About this exercise: Render every line of the data exactly as written, and leave out the pictures.

►

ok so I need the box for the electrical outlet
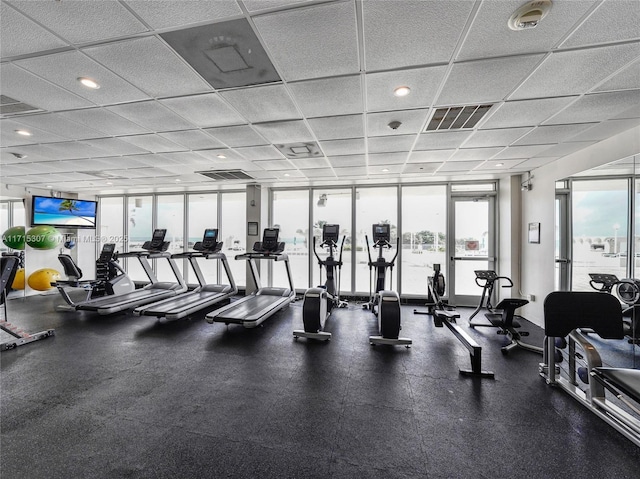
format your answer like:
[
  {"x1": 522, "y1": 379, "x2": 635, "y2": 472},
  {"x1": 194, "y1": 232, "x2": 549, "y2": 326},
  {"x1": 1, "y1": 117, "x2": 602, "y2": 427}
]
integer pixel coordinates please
[{"x1": 526, "y1": 294, "x2": 536, "y2": 302}]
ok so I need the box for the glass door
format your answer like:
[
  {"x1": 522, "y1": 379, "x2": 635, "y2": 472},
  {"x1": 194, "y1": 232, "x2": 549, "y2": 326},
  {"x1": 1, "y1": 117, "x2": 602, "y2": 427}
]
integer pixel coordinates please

◄

Solution to the problem:
ok so I need the box for the electrical outlet
format your answer like:
[
  {"x1": 522, "y1": 379, "x2": 635, "y2": 472},
  {"x1": 194, "y1": 232, "x2": 549, "y2": 326},
  {"x1": 1, "y1": 117, "x2": 602, "y2": 427}
]
integer pixel coordinates please
[{"x1": 526, "y1": 294, "x2": 536, "y2": 302}]
ok so I need the box for the glass door
format your answer like:
[
  {"x1": 522, "y1": 379, "x2": 635, "y2": 472},
  {"x1": 194, "y1": 232, "x2": 549, "y2": 326},
  {"x1": 1, "y1": 117, "x2": 602, "y2": 427}
]
integer pixel coordinates please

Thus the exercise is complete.